- To be done:
List each line below that contains the string "tile". Treat uppercase and lowercase letters as distinct.

- Stored data:

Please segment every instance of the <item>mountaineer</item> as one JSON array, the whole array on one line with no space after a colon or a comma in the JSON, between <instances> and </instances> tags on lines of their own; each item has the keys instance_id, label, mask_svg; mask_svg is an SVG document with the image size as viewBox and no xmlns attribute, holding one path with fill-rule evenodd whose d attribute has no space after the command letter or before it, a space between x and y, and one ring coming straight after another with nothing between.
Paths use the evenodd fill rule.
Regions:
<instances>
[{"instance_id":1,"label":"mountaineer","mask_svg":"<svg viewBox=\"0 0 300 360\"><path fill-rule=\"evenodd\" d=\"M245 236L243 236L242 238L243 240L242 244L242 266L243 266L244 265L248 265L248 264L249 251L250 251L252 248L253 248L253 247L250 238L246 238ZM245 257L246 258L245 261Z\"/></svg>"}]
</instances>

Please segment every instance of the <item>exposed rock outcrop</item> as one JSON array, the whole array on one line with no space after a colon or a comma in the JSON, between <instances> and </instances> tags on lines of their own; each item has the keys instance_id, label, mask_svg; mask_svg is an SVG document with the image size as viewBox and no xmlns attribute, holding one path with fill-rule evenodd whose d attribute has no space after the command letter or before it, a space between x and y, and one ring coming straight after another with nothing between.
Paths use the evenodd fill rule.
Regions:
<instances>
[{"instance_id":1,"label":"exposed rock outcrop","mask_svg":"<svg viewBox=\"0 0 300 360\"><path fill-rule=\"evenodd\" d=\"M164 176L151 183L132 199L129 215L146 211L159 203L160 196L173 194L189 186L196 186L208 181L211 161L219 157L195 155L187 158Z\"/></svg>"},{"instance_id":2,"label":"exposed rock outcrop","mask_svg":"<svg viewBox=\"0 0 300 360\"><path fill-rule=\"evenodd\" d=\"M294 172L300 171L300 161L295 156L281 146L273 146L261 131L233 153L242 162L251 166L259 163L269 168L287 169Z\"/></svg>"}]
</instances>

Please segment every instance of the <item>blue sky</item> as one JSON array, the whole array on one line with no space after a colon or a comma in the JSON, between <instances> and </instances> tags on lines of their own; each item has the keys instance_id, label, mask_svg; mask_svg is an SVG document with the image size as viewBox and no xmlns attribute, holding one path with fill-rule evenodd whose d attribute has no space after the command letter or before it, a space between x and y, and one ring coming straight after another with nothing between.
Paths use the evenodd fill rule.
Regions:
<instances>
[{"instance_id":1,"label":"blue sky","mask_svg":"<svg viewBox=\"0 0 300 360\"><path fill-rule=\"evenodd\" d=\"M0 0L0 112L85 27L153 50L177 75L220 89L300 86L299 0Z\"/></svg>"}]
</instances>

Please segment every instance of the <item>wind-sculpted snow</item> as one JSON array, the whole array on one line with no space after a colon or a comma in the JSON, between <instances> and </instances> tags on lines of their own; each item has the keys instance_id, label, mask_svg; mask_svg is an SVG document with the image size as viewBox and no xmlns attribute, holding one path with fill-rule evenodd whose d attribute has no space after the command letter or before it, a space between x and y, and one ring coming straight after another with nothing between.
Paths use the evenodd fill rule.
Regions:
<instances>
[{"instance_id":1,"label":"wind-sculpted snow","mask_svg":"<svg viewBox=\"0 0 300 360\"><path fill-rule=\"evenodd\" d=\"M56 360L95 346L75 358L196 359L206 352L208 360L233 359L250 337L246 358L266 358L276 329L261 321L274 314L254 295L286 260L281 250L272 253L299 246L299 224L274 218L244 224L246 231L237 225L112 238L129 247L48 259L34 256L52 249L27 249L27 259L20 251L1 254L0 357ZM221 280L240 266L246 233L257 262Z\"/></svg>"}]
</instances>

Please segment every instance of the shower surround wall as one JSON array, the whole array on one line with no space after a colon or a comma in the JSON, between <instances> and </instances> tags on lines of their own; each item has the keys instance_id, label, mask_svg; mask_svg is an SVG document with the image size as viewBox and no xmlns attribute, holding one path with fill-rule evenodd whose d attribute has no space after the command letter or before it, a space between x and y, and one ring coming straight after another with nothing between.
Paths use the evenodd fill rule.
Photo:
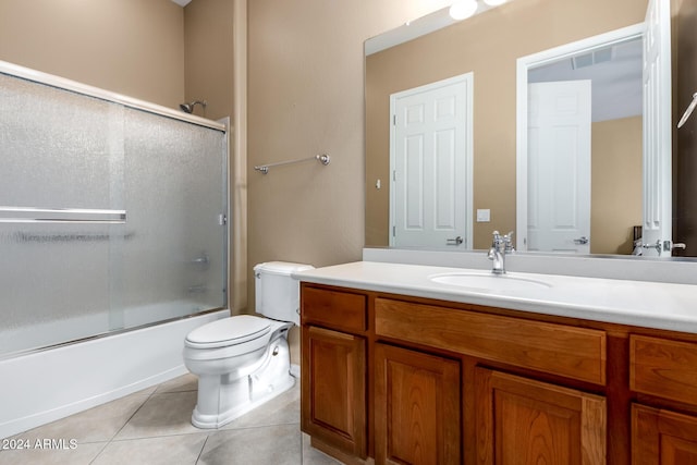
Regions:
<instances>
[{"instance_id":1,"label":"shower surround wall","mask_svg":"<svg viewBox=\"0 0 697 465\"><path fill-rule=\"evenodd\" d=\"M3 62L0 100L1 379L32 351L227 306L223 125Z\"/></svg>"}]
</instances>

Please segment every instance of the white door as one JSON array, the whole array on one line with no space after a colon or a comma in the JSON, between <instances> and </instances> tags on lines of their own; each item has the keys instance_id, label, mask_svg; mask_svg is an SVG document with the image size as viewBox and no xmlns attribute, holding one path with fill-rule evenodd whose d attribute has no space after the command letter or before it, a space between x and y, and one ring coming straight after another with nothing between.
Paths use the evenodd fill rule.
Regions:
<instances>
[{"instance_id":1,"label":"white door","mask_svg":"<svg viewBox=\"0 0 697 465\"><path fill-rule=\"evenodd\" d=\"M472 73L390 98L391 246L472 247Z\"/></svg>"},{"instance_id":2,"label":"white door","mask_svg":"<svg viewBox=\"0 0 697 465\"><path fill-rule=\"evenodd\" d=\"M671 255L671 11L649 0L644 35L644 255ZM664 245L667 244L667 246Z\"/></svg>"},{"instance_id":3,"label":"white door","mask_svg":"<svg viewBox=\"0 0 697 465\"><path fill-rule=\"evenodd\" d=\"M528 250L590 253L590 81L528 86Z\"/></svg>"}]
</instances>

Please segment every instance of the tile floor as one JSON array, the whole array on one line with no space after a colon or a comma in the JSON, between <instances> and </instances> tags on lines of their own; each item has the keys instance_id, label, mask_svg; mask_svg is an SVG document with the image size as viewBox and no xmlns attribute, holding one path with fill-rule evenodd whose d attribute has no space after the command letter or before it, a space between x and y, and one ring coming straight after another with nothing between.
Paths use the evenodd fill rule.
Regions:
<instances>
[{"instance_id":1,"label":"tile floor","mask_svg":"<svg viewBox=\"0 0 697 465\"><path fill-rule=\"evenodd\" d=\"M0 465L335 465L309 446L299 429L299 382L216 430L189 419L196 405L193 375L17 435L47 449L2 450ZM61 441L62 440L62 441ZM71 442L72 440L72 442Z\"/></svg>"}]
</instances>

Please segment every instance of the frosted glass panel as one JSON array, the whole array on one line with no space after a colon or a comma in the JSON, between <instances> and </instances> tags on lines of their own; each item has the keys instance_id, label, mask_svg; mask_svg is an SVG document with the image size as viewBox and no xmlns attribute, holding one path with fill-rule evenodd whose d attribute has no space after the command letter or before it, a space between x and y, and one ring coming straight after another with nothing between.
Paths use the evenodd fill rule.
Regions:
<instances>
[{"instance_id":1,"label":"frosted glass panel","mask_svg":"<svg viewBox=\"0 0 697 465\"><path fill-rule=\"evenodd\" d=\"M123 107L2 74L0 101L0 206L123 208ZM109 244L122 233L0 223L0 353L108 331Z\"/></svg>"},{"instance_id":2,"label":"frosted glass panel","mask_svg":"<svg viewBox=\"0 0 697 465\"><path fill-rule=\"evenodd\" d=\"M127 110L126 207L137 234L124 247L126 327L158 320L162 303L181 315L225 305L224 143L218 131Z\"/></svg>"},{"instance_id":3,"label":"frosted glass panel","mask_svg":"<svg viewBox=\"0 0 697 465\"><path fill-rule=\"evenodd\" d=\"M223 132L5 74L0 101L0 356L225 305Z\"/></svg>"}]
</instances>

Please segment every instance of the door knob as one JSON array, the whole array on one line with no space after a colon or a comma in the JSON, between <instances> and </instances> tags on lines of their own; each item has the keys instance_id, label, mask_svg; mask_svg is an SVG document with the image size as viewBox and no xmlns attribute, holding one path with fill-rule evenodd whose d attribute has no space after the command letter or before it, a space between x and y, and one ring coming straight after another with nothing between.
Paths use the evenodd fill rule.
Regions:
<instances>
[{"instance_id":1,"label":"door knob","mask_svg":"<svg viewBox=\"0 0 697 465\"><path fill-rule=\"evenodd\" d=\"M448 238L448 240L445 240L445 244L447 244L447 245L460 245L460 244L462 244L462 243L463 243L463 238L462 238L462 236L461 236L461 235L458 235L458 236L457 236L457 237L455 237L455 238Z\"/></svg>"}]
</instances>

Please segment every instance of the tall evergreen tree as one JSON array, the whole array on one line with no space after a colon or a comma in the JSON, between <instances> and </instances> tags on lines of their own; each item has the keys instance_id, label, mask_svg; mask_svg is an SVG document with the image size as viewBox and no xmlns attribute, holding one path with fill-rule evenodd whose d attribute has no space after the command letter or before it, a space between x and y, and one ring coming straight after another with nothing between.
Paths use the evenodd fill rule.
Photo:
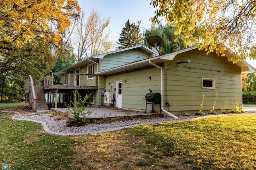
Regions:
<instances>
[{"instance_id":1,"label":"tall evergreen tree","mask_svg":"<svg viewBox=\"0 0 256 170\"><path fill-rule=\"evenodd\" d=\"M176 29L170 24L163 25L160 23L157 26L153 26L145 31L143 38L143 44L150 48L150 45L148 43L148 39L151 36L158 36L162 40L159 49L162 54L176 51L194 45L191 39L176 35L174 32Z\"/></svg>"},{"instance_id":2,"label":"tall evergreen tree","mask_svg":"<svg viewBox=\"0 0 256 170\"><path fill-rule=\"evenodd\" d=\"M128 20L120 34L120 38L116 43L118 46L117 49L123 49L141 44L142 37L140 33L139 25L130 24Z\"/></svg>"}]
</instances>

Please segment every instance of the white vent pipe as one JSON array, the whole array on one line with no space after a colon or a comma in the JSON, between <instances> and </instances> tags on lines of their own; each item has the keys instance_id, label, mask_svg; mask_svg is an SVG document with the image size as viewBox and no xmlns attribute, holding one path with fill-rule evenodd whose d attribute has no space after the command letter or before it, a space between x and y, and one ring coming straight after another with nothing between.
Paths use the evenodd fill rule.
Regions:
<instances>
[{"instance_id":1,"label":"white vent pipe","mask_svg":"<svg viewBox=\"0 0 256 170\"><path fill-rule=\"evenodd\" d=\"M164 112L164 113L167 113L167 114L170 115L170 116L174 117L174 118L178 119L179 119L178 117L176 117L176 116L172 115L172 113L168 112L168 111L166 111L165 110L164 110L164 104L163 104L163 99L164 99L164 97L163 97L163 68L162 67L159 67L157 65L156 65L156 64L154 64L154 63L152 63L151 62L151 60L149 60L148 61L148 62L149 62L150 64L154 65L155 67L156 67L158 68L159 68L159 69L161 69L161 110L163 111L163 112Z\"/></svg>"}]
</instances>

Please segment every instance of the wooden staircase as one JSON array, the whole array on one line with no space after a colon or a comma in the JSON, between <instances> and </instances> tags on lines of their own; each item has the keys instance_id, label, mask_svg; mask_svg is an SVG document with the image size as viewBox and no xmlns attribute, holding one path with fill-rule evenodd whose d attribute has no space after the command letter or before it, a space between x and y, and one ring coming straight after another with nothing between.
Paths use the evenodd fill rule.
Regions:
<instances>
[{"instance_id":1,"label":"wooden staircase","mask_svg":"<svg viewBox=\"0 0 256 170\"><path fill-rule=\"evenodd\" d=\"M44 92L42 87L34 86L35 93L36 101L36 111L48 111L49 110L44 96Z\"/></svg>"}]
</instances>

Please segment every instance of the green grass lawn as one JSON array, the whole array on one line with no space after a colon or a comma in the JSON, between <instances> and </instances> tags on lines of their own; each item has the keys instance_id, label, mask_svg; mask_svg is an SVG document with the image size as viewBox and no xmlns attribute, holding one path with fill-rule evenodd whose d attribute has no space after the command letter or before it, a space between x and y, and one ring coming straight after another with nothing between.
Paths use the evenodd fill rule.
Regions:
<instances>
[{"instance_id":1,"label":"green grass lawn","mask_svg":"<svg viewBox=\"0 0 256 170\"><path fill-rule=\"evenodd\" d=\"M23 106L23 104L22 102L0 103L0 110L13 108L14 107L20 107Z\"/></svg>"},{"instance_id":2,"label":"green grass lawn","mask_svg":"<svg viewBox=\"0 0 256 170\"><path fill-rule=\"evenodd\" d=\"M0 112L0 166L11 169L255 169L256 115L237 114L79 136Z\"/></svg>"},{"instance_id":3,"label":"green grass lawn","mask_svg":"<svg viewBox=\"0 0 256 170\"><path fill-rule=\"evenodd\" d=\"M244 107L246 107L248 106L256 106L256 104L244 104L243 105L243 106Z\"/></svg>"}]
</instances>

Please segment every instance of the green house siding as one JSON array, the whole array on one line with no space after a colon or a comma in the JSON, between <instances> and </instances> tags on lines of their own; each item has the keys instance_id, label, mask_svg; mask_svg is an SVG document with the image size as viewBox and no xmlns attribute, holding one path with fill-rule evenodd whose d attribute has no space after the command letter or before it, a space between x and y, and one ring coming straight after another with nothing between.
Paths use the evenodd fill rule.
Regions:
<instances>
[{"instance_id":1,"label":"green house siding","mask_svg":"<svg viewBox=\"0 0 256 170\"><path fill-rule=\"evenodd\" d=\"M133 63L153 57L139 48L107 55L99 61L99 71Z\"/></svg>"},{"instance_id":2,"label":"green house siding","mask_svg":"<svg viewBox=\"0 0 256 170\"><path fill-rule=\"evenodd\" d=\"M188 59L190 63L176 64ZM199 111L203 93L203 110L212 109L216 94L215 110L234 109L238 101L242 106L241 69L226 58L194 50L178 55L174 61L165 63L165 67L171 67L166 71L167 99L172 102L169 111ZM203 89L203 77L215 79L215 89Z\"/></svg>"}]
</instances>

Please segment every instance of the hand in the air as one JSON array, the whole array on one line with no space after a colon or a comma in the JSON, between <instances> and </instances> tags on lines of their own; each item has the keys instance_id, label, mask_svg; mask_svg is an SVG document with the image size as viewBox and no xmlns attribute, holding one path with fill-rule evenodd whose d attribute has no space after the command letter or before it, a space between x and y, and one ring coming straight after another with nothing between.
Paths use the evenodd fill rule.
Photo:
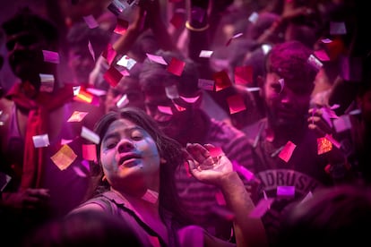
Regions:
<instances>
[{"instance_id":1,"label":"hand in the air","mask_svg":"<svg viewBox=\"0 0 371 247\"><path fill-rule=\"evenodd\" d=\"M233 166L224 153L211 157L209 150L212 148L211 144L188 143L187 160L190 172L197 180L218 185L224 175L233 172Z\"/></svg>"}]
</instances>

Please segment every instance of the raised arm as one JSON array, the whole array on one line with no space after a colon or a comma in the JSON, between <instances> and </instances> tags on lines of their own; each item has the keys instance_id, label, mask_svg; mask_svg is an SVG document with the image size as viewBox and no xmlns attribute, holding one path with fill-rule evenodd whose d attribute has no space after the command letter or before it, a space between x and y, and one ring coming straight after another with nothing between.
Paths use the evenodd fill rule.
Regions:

- Answer in full:
Please segment every instance of the tile floor as one JSON array, the whole array on one line with no space after a colon or a comma in the JSON, between <instances> and </instances> tags on lines of their own; each item has the keys instance_id, label, mask_svg; mask_svg is an SVG document with the image size as viewBox and no xmlns attribute, holding one path with fill-rule evenodd whose d attribute has no space after the command letter or before it, a space between x and y, and one ring coming straight after another with nothing between.
[{"instance_id":1,"label":"tile floor","mask_svg":"<svg viewBox=\"0 0 697 465\"><path fill-rule=\"evenodd\" d=\"M0 465L335 465L309 446L299 429L299 382L216 430L189 419L196 405L193 375L17 435L47 449L2 450ZM61 441L62 440L62 441ZM71 442L72 440L72 442Z\"/></svg>"}]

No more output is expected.